[Supplied records]
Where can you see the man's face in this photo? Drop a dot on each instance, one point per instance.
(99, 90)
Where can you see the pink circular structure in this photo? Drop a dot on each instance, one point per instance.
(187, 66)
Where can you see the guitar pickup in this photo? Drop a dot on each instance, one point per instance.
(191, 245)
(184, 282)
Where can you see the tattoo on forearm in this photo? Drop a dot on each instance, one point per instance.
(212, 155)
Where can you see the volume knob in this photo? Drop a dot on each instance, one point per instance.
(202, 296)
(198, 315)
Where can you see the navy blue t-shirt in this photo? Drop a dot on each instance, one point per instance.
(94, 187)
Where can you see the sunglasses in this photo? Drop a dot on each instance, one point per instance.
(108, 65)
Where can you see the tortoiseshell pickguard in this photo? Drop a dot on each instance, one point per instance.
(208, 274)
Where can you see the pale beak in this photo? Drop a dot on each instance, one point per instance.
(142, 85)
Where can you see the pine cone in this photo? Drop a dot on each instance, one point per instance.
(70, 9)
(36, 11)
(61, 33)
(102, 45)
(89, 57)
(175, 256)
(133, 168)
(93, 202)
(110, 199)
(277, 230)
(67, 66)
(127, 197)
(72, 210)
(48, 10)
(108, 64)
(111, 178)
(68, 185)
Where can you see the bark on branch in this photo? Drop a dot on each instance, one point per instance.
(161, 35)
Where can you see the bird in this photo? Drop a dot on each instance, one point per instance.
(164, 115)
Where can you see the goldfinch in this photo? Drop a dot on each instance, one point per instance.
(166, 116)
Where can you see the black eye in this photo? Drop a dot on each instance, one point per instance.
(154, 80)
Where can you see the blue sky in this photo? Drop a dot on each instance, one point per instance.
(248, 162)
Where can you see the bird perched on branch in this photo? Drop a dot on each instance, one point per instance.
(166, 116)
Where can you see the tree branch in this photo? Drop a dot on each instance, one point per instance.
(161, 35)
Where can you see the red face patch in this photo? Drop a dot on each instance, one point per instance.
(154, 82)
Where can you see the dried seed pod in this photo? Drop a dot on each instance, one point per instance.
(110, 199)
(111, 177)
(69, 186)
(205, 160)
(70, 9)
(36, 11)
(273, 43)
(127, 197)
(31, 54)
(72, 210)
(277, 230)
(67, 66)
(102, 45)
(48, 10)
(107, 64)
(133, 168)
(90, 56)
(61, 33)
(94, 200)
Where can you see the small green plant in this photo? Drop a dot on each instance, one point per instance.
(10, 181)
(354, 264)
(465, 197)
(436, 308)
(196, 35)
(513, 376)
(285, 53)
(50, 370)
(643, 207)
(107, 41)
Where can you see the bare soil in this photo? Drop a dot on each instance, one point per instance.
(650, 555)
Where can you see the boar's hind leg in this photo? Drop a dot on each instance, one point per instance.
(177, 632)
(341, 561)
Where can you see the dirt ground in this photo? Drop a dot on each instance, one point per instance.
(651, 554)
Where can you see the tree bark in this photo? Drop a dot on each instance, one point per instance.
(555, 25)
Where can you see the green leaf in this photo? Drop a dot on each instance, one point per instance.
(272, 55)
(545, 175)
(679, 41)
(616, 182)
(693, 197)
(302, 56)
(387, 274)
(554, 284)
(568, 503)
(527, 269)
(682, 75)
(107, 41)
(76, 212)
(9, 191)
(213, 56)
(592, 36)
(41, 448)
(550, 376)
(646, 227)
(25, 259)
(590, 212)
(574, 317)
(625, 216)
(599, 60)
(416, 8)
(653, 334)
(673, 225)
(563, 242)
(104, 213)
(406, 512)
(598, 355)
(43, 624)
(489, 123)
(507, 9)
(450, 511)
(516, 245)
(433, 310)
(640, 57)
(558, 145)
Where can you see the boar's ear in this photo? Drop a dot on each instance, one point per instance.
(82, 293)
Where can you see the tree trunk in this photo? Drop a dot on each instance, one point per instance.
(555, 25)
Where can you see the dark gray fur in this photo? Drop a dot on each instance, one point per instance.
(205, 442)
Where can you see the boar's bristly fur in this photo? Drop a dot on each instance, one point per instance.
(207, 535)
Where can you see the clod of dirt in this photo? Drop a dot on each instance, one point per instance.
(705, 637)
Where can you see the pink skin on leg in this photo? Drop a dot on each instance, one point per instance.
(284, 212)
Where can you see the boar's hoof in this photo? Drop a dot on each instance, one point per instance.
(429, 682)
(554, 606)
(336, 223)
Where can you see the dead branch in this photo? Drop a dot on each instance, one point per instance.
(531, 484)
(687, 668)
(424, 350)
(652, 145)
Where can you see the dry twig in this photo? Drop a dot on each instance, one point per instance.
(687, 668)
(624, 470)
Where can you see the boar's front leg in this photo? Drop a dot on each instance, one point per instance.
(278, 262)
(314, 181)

[Work to be completed] Exactly and only the lines from the line containing "Where can you see the pink skin" through the last line of the entries should be copied, both ends included.

[Result]
Where can you see the pink skin on leg in this photo? Drop a dot on each instance, one point per instance.
(284, 212)
Where can you see the boar's hoof in this photo? Drop a dot on each instance, one point per instance.
(429, 682)
(554, 606)
(336, 223)
Where can you see the dead branch in this photo? Drop a dot on each instance, one point per instance.
(531, 484)
(687, 668)
(424, 350)
(652, 145)
Where can you see the dry twig in this photo? Drop a dot on each instance, one point per instance.
(687, 668)
(624, 470)
Where can you see the boar's front leg in this photo? Drop a dot on each instance, one point per instance.
(278, 262)
(314, 181)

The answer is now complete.